#### Material supplied ####

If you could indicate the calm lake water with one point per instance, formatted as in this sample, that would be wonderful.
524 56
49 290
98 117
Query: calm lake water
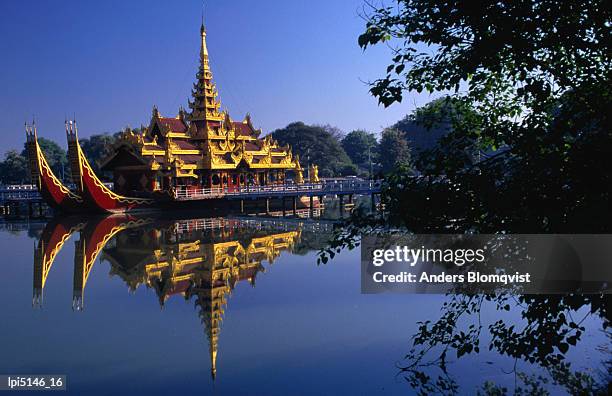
127 305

####

- **What the task asks**: When you reproduce the entries above, keep every word exactly and leave out each picture.

- **Completed exercise**:
If you could indicate the calm lake water with one point per instance, formatted as in this sample, that would be wonderful.
524 56
49 290
98 117
Query: calm lake water
127 305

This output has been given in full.